═════ Text provided
FIG. 2 is a logic flow diagram for file deduplication using copy-on-write storage tiers in accordance with an exemplary embodiment of the present invention. In block 202, the file virtualization appliance associates a number of files from the primary storage tier with a copy-on-write storage tier having a designated mirror server. In block 204, the file virtualization appliance stores in the designated mirror server a single copy of the file contents for each duplicate and non-duplicate file associated with the copy-on-write storage tier. In block 206, the file virtualization appliance deletes the file contents from each deduplicated file in the copy-on-write storage tier to leave a sparse file. In block 208, the file virtualization appliance stores metadata for each of the files, the metadata associating each sparse file with the corresponding single copy of the file contents stored in the designated mirror server. In block 210, the file virtualization appliance purges unused mirror copies from the designated mirror server from time to time. In block 212, the file virtualization appliance processes open requests for files associated with the copy-on-write storage tier including creating COW files handles for such files. In block 214, the file virtualization appliance processes file requests for files associated with the COW storage tier based on COW file handles.
It should be noted that file deduplication as discussed herein may be implemented using a file switches of the types described above and in the provisional patent application referred to by Attorney Docket No. 3193/114. It should also be noted that embodiments of the present invention may incorporate, utilize, supplement, or be combined with various features described in one or more of the other referenced patent applications.
══════════
═════ Task input
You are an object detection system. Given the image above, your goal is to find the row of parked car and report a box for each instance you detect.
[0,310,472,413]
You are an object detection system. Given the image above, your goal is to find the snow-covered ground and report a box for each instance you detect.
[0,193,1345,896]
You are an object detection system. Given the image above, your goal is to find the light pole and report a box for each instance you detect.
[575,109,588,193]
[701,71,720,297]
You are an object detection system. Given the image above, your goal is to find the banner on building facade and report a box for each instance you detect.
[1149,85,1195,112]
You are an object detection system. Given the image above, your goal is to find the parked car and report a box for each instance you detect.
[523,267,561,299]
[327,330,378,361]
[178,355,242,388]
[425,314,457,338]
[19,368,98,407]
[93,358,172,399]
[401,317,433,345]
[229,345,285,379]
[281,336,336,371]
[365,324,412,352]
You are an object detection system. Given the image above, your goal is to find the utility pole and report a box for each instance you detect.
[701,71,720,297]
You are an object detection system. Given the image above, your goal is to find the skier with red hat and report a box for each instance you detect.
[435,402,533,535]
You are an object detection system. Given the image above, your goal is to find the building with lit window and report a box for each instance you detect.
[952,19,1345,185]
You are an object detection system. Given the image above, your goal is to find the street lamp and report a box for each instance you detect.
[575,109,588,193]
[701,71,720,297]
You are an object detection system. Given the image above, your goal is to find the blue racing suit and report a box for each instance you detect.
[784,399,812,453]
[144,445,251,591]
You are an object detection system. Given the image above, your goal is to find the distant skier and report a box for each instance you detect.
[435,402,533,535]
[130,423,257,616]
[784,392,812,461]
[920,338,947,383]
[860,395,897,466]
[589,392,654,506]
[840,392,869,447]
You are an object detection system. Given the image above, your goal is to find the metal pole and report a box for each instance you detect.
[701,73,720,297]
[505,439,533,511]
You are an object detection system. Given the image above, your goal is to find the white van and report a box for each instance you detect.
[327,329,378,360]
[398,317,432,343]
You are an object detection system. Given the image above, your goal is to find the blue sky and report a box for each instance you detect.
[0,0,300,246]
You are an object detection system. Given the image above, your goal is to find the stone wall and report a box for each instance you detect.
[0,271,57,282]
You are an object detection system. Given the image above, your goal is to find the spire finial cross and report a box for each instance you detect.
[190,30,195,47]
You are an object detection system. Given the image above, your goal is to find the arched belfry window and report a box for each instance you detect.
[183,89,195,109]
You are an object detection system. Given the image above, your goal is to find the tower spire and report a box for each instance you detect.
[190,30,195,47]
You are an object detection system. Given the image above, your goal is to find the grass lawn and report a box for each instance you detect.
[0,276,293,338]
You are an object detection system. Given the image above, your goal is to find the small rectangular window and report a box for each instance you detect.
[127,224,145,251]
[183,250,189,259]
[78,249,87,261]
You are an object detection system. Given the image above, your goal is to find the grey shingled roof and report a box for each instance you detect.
══════════
** Task requirements **
**A)** Please convert the stretch of the listing from its first line through the line containing "[952,19,1345,185]" into a JSON array of strings, one string per line, omitting blank lines.
**B)** Carry on the passage about file deduplication with copy-on-write storage tiers from its final sentence onward.

** Outputs for the tasks **
**A)**
[
  "You are an object detection system. Given the image above, your goal is to find the row of parked car and report a box for each instance you detect.",
  "[0,310,472,413]",
  "You are an object detection system. Given the image above, your goal is to find the snow-covered ground and report a box for each instance you detect.",
  "[0,193,1345,896]",
  "You are an object detection system. Given the image above, your goal is to find the light pole and report a box for each instance you detect.",
  "[575,109,588,193]",
  "[701,71,720,297]",
  "You are an object detection system. Given the image above, your goal is to find the banner on building facade and report a box for each instance you detect.",
  "[1149,85,1195,112]",
  "You are an object detection system. Given the image above, your goal is to find the parked car and report a box for each instance you detect.",
  "[523,267,561,299]",
  "[327,330,378,361]",
  "[178,355,242,388]",
  "[425,314,457,338]",
  "[19,368,98,407]",
  "[93,358,172,399]",
  "[401,317,433,345]",
  "[229,345,285,379]",
  "[281,336,336,371]",
  "[365,324,412,352]",
  "You are an object detection system. Given the image above, your goal is to find the utility pole and report a box for each instance you detect.",
  "[701,71,720,297]",
  "You are an object detection system. Given the image above, your goal is to find the skier with red hat and report a box for each instance you detect.",
  "[435,402,533,535]",
  "You are an object detection system. Given the image above, your goal is to find the building with lit window and report a box for each instance you detect.",
  "[952,19,1345,185]"
]

**B)**
It should be noted that terms such as “client,” “server,” “switch,” and “node” may be used herein to describe devices that may be used in certain embodiments of the present invention and should not be construed to limit the present invention to any particular device type unless the context otherwise requires. Thus, a device may include, without limitation, a bridge, router, bridge-router (brouter), switch, node, server, computer, appliance, or other type of device. Such devices typically include one or more network interfaces for communicating over a communication network and a processor (e.g., a microprocessor with memory and other peripherals and/or application-specific hardware) configured accordingly to perform device functions. Communication networks generally may include public and/or private networks; may include local-area, wide-area, metropolitan-area, storage, and/or other types of networks; and may employ communication technologies including, but in no way limited to, analog technologies, digital technologies, optical technologies, wireless technologies (e.g., Bluetooth), networking technologies, and internetworking technologies.
It should also be noted that devices may use communication protocols and messages (e.g., messages created, transmitted, received, stored, and/or processed by the device), and such messages may be conveyed by a communication network or medium. Unless the context otherwise requires, the present invention should not be construed as being limited to any particular communication message type, communication message format, or communication protocol. Thus, a communication message generally may include, without limitation, a frame, packet, datagram, user datagram, cell, or other type of communication message.
It should also be noted that logic flows may be described herein to demonstrate various aspects of the invention, and should not be construed to limit the present invention to any particular logic flow or logic implementation. The described logic may be partitioned into different logic blocks (e.g., programs, modules, functions, or subroutines) without changing the overall results or otherwise departing from the true scope of the invention. Often times, logic elements may be added, modified, omitted, performed in a different order, or implemented using different logic constructs (e.g., logic gates, looping primitives, conditional logic, and other logic constructs) without changing the overall results or otherwise departing from the true scope of the invention.
The present invention may be embodied in many different forms, including, but in no way limited to, computer program logic for use with a processor (e.g., a microprocessor, microcontroller, digital signal processor, or general purpose computer), programmable logic for use with a programmable logic device (e.g., a Field Programmable Gate Array (FPGA) or other PLD), discrete components, integrated circuitry (e.g., an Application Specific Integrated Circuit (ASIC)), or any other means including any combination thereof. In a typical embodiment of the present invention, predominantly all of the described logic is implemented as a set of computer program instructions that is converted into a computer executable form, stored as such in a computer readable medium, and executed by a microprocessor under the control of an operating system.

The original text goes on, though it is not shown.